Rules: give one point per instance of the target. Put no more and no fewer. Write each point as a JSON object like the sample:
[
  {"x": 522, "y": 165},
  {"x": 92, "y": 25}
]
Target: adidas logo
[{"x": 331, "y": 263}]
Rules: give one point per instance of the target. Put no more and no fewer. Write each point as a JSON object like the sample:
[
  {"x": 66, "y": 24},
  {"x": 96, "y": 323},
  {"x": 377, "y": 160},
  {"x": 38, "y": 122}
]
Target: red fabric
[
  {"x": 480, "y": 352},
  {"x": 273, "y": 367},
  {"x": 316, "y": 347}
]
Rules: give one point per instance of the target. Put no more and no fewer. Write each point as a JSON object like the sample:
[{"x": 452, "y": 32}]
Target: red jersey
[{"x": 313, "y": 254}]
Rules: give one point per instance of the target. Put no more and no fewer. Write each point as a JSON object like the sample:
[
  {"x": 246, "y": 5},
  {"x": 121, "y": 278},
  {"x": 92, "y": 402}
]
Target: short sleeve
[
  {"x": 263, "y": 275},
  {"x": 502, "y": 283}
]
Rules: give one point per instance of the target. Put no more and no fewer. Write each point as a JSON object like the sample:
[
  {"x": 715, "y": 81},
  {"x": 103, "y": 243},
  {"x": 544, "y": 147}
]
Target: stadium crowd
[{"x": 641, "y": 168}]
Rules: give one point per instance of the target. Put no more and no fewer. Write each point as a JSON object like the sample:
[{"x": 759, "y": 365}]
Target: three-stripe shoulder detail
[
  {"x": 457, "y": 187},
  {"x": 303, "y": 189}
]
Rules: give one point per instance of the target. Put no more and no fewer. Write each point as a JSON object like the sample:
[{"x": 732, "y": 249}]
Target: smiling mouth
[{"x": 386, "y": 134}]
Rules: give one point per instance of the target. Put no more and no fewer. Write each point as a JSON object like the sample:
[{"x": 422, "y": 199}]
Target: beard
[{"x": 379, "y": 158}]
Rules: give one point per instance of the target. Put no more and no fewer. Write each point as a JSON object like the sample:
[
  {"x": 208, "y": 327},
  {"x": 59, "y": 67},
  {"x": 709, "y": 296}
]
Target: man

^^^^^^^^^^^^^^^^

Each record needs to be copied out again, letter for letter.

Rules: give one point per instance of the target. Put no more and no fewer. Write each point as a JSON object like the sample:
[
  {"x": 522, "y": 165},
  {"x": 92, "y": 25}
]
Target: adidas logo
[{"x": 331, "y": 263}]
Rules: give one point per instance of the target. Put no more and no fewer. Write each point as a JSON object like the sample:
[
  {"x": 66, "y": 24},
  {"x": 96, "y": 323},
  {"x": 377, "y": 160},
  {"x": 38, "y": 122}
]
Target: red fabric
[
  {"x": 480, "y": 352},
  {"x": 273, "y": 367},
  {"x": 316, "y": 347}
]
Rules: give one point per instance of the target. Put no more and no fewer. Write each point as a JSON object like the sample:
[{"x": 452, "y": 32}]
Target: red jersey
[{"x": 313, "y": 254}]
Rules: give one point per instance of the target. Put no more and no fewer. Write each point as a JSON object like the sample:
[
  {"x": 246, "y": 5},
  {"x": 121, "y": 278},
  {"x": 92, "y": 402}
]
Target: short sleeve
[
  {"x": 263, "y": 275},
  {"x": 502, "y": 283}
]
Rules: give one point per instance of the target. Put no more and no fewer. Write each point as a JSON object like the sample:
[
  {"x": 715, "y": 81},
  {"x": 103, "y": 243},
  {"x": 544, "y": 147}
]
Target: stadium crowd
[{"x": 641, "y": 168}]
Rules: give one point per instance of the target. Put no more and no fewer. Write each point as a JSON object like the sample:
[{"x": 759, "y": 365}]
Target: three-stripe shoulder detail
[
  {"x": 457, "y": 187},
  {"x": 303, "y": 189}
]
Rules: give one point per instance of the target. Put no more and no fewer. Write each point as a JSON object like the sample:
[{"x": 732, "y": 249}]
Target: smiling mouth
[{"x": 386, "y": 134}]
Rules: give one point per instance of the target. Put no more and no fewer. Write each point as a JSON object like the sample:
[{"x": 422, "y": 199}]
Target: beard
[{"x": 379, "y": 158}]
Rules: give one point per instance of the target. Put no more and no fewer. Write each point as a JSON object like the sample:
[
  {"x": 208, "y": 327},
  {"x": 59, "y": 67},
  {"x": 709, "y": 296}
]
Target: man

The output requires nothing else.